March 28, 2017
Our Man in Havana
Kilian Melloy READ TIME: 2 MIN.
British novelist Graham Green and filmmaker Carol Reed know a thing or two about international intrigue; after all, they cooked up the classic 1949 noir thriller "The Third Man," as famous for its star (Orson Welles) as for the creative team behind it. (They also created "The Fallen Idol," a film from 1948.)
But the two also had a mastery of satire, and they deftly, precisely employ that sensibility with the 1959 thriller "Our Man in Havana," a tale of incompetence and chicanery that spins into a yarn about spies and their craft. No less than the great Noel Coward appears to kick events into motion when Coward's character -- an MI-6 operative maned Hawthorne -- strolls into the vacuum cleaner shop of a British expatriate named Wormold (Alec Guinness) to recruit him as a secret agent. Times are uncertain, after all, and revolution is brewing. (The film, though produced on location early in Castro's regime, is set before the Cuban revolution brought Castro to power.)
As it happens, Wormold has a lovely young daughter with expensive tastes; her name is Millie (Jo Morrow) and her habits extend from shopping to socializing with a smitten (but frightfully vicious) police official named Segura (Ernie Kovacs). With the prospect of extra income from the British government dangled before him -- plus bonuses of various sorts -- Wormold cannot resist; he signs on. But what to do about the actual job or recruiting others to spy for him? What about intelligence gathering? World is utterly incapable of any such ambitions, so he takes the advice given him by a loose friend, a German fellow named Dr. Hasselbacher (Burl Ives), and simply makes up wild stories about a new super-weapon. (Proof postitive that "fake news" has been with us for a long time, and its basic motivation -- money -- hasn't changed.)

- Recorded data
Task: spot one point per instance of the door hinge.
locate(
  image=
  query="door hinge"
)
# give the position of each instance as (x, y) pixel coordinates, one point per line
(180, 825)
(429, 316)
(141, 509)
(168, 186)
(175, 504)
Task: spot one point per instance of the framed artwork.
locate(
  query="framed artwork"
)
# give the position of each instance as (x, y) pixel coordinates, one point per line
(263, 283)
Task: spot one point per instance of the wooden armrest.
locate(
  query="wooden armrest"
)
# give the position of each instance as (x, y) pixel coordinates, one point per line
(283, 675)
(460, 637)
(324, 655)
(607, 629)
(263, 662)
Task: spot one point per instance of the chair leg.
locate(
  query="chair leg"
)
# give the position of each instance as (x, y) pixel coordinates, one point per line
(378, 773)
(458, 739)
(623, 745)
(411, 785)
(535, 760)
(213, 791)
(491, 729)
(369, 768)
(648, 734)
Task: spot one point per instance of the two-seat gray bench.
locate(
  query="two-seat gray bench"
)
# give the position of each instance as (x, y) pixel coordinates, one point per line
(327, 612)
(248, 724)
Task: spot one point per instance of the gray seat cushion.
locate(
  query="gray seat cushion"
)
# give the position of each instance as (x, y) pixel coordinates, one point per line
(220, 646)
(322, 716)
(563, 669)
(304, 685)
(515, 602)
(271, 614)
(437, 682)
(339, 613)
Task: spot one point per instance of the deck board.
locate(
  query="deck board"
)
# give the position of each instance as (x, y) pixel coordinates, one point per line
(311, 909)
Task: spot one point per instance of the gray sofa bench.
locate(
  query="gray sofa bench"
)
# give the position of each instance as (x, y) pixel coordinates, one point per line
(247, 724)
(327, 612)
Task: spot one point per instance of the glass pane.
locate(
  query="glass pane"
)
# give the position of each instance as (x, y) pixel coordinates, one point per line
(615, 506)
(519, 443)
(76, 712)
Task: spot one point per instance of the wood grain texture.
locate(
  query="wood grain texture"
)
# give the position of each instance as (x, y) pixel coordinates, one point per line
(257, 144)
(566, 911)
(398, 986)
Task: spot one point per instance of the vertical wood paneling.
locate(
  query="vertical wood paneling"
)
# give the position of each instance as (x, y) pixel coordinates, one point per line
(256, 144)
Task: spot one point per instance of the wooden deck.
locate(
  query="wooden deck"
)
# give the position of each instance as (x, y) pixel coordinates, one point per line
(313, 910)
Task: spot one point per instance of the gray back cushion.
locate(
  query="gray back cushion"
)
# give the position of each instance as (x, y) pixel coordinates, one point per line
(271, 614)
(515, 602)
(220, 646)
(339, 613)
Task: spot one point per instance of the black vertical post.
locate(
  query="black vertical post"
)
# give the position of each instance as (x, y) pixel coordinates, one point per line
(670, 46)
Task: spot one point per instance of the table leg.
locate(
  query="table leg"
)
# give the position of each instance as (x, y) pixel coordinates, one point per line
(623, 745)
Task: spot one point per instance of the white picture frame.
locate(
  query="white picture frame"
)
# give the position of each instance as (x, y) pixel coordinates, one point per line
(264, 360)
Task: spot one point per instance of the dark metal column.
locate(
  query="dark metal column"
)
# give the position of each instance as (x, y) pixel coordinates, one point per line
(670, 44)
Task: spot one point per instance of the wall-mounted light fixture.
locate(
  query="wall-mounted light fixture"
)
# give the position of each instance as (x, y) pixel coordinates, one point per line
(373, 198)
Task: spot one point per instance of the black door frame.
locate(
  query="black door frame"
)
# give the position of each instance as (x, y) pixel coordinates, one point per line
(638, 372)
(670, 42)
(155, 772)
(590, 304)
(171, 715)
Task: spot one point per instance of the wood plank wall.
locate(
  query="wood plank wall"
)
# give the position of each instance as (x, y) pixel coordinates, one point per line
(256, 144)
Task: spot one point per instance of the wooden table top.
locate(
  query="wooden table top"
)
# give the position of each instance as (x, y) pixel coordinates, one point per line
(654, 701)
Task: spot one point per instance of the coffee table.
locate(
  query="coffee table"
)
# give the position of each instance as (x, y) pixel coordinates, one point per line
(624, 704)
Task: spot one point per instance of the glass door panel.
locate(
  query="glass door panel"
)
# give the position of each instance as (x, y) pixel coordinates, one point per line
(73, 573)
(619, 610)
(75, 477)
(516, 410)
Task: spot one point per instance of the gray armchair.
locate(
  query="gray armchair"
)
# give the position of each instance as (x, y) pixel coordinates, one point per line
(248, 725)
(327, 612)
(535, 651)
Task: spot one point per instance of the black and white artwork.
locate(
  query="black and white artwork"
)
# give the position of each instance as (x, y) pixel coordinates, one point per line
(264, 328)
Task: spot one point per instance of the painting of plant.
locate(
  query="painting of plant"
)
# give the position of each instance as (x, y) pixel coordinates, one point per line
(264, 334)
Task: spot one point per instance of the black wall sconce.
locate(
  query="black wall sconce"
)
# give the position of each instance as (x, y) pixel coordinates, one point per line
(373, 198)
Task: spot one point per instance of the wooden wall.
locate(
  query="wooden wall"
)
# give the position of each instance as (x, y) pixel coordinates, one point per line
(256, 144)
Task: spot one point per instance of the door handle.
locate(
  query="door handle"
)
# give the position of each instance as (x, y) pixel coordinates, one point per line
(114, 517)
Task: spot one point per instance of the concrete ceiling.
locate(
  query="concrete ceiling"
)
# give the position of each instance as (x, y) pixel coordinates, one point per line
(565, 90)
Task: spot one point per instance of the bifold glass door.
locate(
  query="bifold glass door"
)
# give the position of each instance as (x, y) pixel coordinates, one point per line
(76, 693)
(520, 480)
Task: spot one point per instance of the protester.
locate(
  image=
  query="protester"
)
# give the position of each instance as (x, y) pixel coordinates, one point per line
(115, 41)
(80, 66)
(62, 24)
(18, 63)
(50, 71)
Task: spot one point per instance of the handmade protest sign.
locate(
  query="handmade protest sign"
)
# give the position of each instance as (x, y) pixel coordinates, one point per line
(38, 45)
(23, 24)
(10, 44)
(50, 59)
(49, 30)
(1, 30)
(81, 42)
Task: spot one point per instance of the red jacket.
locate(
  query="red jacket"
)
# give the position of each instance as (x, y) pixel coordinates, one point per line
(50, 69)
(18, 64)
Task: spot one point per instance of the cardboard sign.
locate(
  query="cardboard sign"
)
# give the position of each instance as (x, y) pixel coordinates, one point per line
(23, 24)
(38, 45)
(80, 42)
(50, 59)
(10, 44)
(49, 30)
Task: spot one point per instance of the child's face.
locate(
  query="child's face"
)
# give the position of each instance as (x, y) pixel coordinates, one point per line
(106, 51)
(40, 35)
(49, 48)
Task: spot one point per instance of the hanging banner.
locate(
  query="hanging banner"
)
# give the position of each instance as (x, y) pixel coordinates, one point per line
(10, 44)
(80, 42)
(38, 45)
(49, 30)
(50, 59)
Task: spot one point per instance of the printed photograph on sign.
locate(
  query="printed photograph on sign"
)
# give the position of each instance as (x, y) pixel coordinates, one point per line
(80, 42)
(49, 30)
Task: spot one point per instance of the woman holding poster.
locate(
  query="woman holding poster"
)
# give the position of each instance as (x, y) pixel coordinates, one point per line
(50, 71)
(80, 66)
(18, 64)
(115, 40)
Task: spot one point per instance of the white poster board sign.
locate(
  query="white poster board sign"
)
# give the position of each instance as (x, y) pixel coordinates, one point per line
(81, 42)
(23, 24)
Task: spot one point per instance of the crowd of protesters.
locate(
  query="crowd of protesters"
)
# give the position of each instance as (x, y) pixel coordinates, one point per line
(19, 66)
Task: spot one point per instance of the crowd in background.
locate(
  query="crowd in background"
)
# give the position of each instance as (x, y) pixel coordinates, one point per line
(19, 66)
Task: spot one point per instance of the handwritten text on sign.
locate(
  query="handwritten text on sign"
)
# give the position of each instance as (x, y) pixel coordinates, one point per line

- Written exercise
List each character from "Our Man in Havana" that the review of the film above names, with the actor who plays that character.

- Result
- Hawthorne: Noel Coward
- Wormold: Alec Guinness
- Millie: Jo Morrow
- Segura: Ernie Kovacs
- Dr. Hasselbacher: Burl Ives